Salman berasal dari Parsi atau
Iran sekarang. Ia tidak puas dengan agama Majusi (menyembah bintang)
yang dianut masyarakatnya. Ia lalu berkelana. Salman sempat mengikuti
pendeta Nasrani di daerah Palestina sebelum kemudian tertipu dan dijual
sebagai seorang budak. Namun kemudian ia menjadi seorang Muslim merdeka
di Madinah.
Kabar rencana Qurais menyerbu
Madinah telah berhembus kencang. Salman mendengar pula kabar itu. Ia
tahu, saudara-saudaranya sesama Muslim di Madinah merasa gentar dengan
kabar tersebut. Bayang-bayang kekalahan di Perang Uhud belum lagi sirna.
Apalagi kini Qurais tidak sendirian. Mereka dibantu oleh puak-puak Arab
dari Ghatafan, serta jaringan intelijen Yahudi. Pasukan musuh
diperkirakan mencapai jumlah 10 ribu orang.
Di saat Muslim berkecil hati
itu, Salman melontarkan gagasan untuk menggali parit di dataran pintu
masuk Madinah. Itu strategi perang yang sama sekali belum dikenal
masyarakat Arab. Rasul menyetujui gagasan itu. Maka, siang malam seluruh
warga Madinah -termasuk Rasulullah maupun warga Yahudi-bekerja keras
menggali parit tersebut.

## Permintaan A:
Terjemahkan ke dalam bahasa Inggris kalimat dari kutipan dokumen tentang Salman ini: "Pasukan musuh diperkirakan mencapai jumlah 10 ribu orang."
Kutipan dokumen ini tidak berhubungan dengan data yang ada.

## Data Tersedia:
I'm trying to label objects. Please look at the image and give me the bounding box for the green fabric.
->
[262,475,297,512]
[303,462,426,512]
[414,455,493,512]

## Permintaan B:
Tuliskan semua baris data di atas sebagai daftar bernomor, tanpa baris kosong.

## Jawaban A:
The enemy force was estimated to number 10,000 people.

## Jawaban B:
1. I'm trying to label objects. Please look at the image and give me the bounding box for the green fabric.
2. ->
3. [262,475,297,512]
4. [303,462,426,512]
5. [414,455,493,512]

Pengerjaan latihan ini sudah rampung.